Photo credit: Chris Hannibal's Instagram - taken from one of his previous magic shows at Petra's Bar in Charlotte, NC. 

I’m proud to say I played my first gig in almost a year, just a few weeks ago. 

At 34 weeks pregnant, mind you. (Did I mention I was proud?)

Chris Hannibal, an amazing magician, artist, storyteller and entrepreneur in the Charlotte area, invited me to open up for him during a show he held at Petra’s Bar in Plaza Midwood. I played a four-song set, in a small intimate setting, where people actually listen and pay attention to the artists that are featured there. It was pretty awesome.

Chris gave me a warm introduction and set me up for high expectations from the audience. He noted that part of the reason he does his magic shows is to feature local talent and increase visibility for artists that he believes need to be seen and heard. I must say, hearing that felt really good. The Charlotte music scene needs more people like him who are passionate about helping out the locals.

Anyway, I learned a few things from this performance that I thought I’d share:

1. It’s really hard to sing when you’re carrying 40 extra pounds of weight right on top of your diaphragm.

2. Petra’s is somewhat of a gay bar. I didn’t know that going in, and I really had no reaction other than “Hm. Good to know.”

3. My music apparently suited the audience well, and I was able to walk out of there that night knowing that God had used me for something good. Pretty cool.

Those last two sort of go hand in hand. When I finished my set, a woman walked up to the table in front of me where my mom was sitting and sat down. (I announced to everyone during my set that my mom was cheering me on that night at the table in front.) According to her, the conversation that ensued went something like this:

Woman: I love your daughter’s lyrics! What church does she go to?

EXTRACTED ENTRIES

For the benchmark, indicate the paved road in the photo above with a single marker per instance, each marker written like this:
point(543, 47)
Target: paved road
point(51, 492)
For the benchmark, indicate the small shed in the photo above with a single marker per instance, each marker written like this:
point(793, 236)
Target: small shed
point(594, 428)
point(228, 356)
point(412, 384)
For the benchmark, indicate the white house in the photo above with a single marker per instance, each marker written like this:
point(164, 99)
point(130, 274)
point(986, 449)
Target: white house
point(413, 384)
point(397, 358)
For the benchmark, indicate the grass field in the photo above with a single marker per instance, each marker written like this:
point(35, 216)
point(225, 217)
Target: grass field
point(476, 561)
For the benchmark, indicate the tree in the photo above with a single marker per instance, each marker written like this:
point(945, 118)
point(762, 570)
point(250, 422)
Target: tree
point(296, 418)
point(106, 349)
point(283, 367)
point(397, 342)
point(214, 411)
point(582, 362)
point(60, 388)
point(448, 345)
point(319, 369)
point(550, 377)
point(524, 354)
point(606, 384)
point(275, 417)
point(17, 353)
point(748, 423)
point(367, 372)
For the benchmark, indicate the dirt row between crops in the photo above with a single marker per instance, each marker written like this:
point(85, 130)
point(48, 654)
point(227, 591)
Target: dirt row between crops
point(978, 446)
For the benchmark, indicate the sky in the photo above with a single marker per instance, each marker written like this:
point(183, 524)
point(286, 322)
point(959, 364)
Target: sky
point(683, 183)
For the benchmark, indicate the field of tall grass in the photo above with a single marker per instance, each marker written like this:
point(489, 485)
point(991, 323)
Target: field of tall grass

EXERCISE REQUIREMENTS
**a)** Extract every line of the rows that contains the string "tree".
**b)** Write the next part of the post about performing a four-song set at Petra's Bar, picking up directly after its final line.

RESULTS OF THE EXERCISE
**a)**
For the benchmark, indicate the tree in the photo above with a single marker per instance, each marker written like this:
Target: tree

**b)**
Mom: We both go to a church in the University area called Mercy Baptist.

Woman: Is it judgmental?

Mom: Well, God is the one true judge. We don’t really have the authority to judge anyone.

Woman: Well, the reason I ask is because I’m gay and this is a gay bar.

Mom: Well, I don’t know that you’d like what our pastor has to say about homosexuality, but we have another pastor – Dr. Mac – he knows the Bible in 4 different languages and has studied it for over 40 years. He teaches classes on Tuesday and Wednesday nights at our sister churches.

Woman: What’s the address? I want to go.

I don’t know if the woman ever went or is still planning to go, but hearing that conversation relayed to me was very enlightening, especially the part where she asked what church I go to. I don’t consider myself an overtly “Christian” artist, but I do realize my songs have some Christian undertones. Some lyrical examples, for your reference:

“They called you the black sheep, but I know your shepherd too, and he takes care of you.”

“They say the path to hell is paved with good intentions, but your will is stronger than the nature we were born into.”

“Standing in between the apple and the evergreen, you know I didn’t mean to fall so hard. He opened up my eyes, but somehow I still lost my sight, and all that I can see are scars.”

Knowing my lyrical tendencies, and my desire to inspire the outcasts of society in a positive way, it didn’t surprise me that this woman was diggin’ my music. I totally believe that’s what Jesus’ mission was. That’s why he hung out with prostitutes instead of religious leaders. If he were here (in the flesh) today, I think he’d be at Petra’s bar and not in some stuffy church building.

Homosexuality is a hot topic, especially in Christian circles. It tends to make a lot of us uncomfortable. I immediately wondered what my pastor would do if a lesbian walked into our church and was open about her lifestyle. I’m honestly not sure what I believe about the topic. I’m straight so I can’t really say I understand or have been in their shoes. For that reason, I try not to have much of an opinion. I know the Bible speaks very strongly against it, but I also know that it speaks very strongly against a lot of things – adultery, murder, prostitution, fornication, theft, lying… the list goes on. Yet Jesus came here and hung out with misfits who engaged in all of those things. Misfits like me. I believe he has called me to the same task and music is my vessel.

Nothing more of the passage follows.